- _Bloque de texto_:
________

Tenga más o menos relevancia en el conjunto del texto, suponga un somero
resumen del contenido (de lo escrito y/o de lo leído) o sea tan sólo algo que
me gustó como encabezamiento, se trate tanto de una frase robada del libro o de
cualquier otro lugar (la mayoría de las veces) como de una ocurrencia o
evocación sugerida por la lectura, el caso es que cada vez me resulta más
imperioso (incluso diría -y creo haberlo confesado en alguna ocasión-
imprescindible) tener decidido el título del escrito antes de ponerme con él,
aunque llegue con carácter provisional (a veces se gana su permanencia porque,
de un modo u otro, consigue afianzarse al establecer lazos con lo que le sigue,
al marcar el camino de lo que escribo, en otras, las cosas como son, porque no
aparece nada que me resulte más idóneo y quiero publicar el texto), el caso es
tener una idea sobre la que ir dando vueltas (o no), un apoyo, una
presentación, algo a lo que aferrarme para que, a los pocos segundos de
crearlo, el documento deje de estar en blanco. En el caso que hoy nos ocupa, el
título ha tardado en llegar, llevaba ya unos días rumiándolo, ordenando notas,
repasando la transcripción de lo grabado durante el encuentro, queriendo
ocuparme de este libro, pero no terminaba de concretar, todo se me iba en una
frase hecha y demasiado obvia (hay quien me dijo que quedaba simpática, y es
cierto, pero me parecía un recurso de lo más facilón -tampoco es que me haya
roto mucho las meninges, en seguida lo comprobarán-) o, y ese ha sido el mayor
escollo, las soluciones más satisfactorias (por sonoras, por llamativas, por
significativas, por bien trenzadas -algunas tomadas literalmente de la novela a
comentar-) anticipaban demasiado de lo que el lector va a encontrar en una
narración que, algo lo que nos tiene acostumbrados su autor desde el mismo punto
de partida (los cuatro títulos que ha publicado hasta el momento no pueden ser
más diferentes entre sí), es una continua y fabulosa sorpresa, no sólo en su
argumento, no sólo en su desarrollo, sino en cómo homenajea a una manera de
hacer literatura, a un estilo, a un género (o varios, en realidad), a una
época, en el modo magistral en que combina elementos muy diferentes sin perder
jamás coherencia ni verosimilitud, con un rigor histórico impecable a la hora
de recoger detalles, ambientes, condiciones de vida, anécdotas reales, sucesos
que se estudian en las aulas, todo puesto al servicio de una ficción narrativa
muy sólida, que provoca adicción desde las primeras líneas, una trama muy
enrevesada y compleja que se sigue con deleite y facilidad porque el autor
rehúye la erudición innecesaria y epatante en que tantos incurren, demuestra el
movimiento andando, es decir, hay mucho que el lector curioso y amante de la
Historia podrá reconocer o descubrir, a buen seguro más de uno irá consultando
a través de Google qué hay de verdad en esto o en aquello, si este personaje
existió o es inventado, pero todo está al servicio de la historia, nada es
accesorio ni responde al mero lucimiento de virtuosismo y/o conocimientos, la
novela puede leerse sólo como eso, siempre juega a favor del lector, Antonio Garrido,
que conoce perfectamente el oficio de contador de historias, tiene muy claro
que está escribiendo una novela, no otra cosa camuflada de tal (o ni eso) como tantas
veces corre por ahí.

________

- _Datos_:
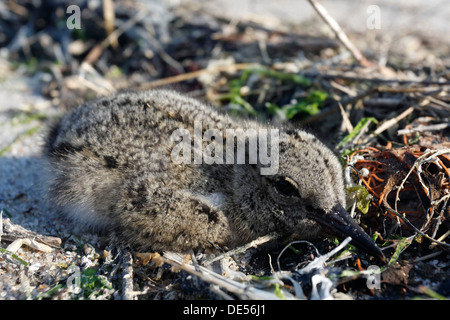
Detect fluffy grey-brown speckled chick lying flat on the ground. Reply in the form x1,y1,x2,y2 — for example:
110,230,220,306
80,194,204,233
45,90,382,257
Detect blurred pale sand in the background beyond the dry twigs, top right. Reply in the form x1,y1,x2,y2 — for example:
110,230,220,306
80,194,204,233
184,0,450,43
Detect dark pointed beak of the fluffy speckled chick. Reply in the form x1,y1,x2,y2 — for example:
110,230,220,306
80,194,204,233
309,205,386,263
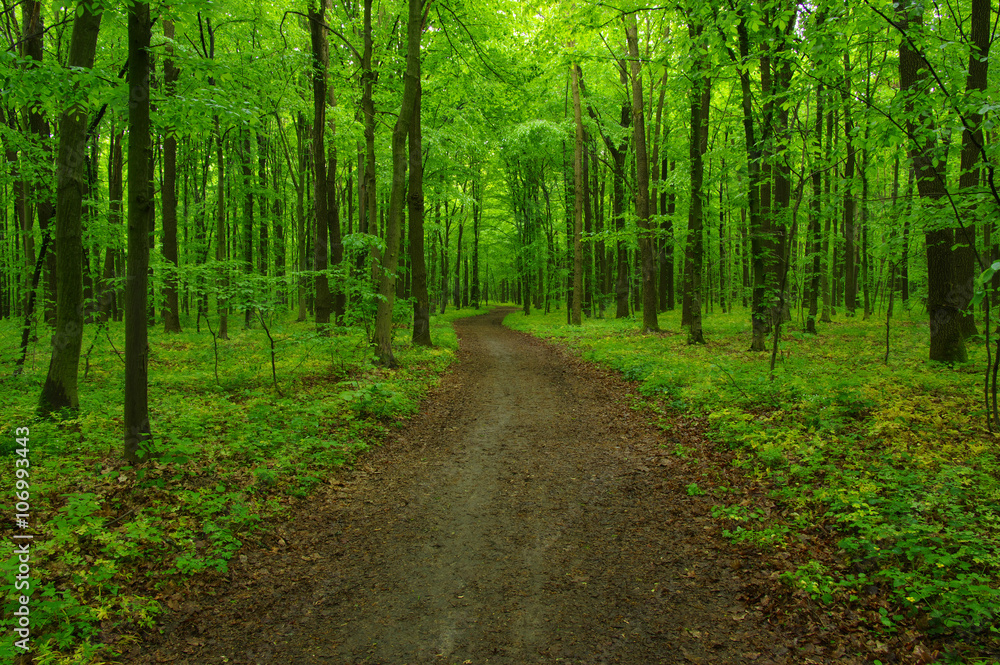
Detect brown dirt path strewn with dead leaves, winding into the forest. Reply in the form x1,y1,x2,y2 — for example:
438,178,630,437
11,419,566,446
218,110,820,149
125,309,931,665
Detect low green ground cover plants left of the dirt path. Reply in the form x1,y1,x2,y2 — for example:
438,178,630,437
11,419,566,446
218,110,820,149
0,309,481,663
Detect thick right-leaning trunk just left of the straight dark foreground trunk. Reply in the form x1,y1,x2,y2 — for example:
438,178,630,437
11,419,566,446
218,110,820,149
38,6,101,415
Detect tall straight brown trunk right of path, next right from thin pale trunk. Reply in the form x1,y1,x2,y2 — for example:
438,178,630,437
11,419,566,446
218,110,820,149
625,13,660,332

________

- _Qué hacer_:
Sigue escribiendo la reseña de la novela de Antonio Garrido a partir de su última frase.

- _Respuesta esperada_:
El jardín de los enigmas (que Espasa lanzó al mercado el pasado
noviembre) es, como ya se ha dicho, la cuarta novela del escritor de Linares,
una nueva ficción histórica (es en lo único que se parecen entre sí sus obras
-bueno, y en el placer y la diversión que producen-) que nos traslada al
Londres de 1850, inmerso en la preparación de lo que será la primera Exposición
Universal, motivo por el que se está construyendo en Hyde Park el Crystal
Palace. Con semejante telón de fondo, Antonio va reuniendo otros
acontecimientos y hechos de la época que por un lado nos la acercan y hacen
vívida como pocas veces se ha logrado (sin ser británico, quiero decir: ellos
juegan en ese aspecto -y en otros, no hay más que admirar su industria
audiovisual- con lógica ventaja) y por otro producen un efecto dominó medido
con pulso templado de narrador que no deja nada al azar, las piezas van cayendo
en diferentes direcciones y todas se interrelacionan y afectan sin que el más mínimo
detalle resulte ajeno o caprichoso, todo se sucede con lógica y sin que sea
posible vaticinar qué va a ocurrir en el siguiente capítulo. Es, como
señalábamos, una de las máximas virtudes del autor, empezando por el hecho de
que, hasta el momento, no ha repetido época histórica, no se puede prever nada
en lo que se refiere a la trama o la acción en sí antes de abrir una novela de
Antonio Garrido, de lo que no existen dudas (si has leído alguna de las demás)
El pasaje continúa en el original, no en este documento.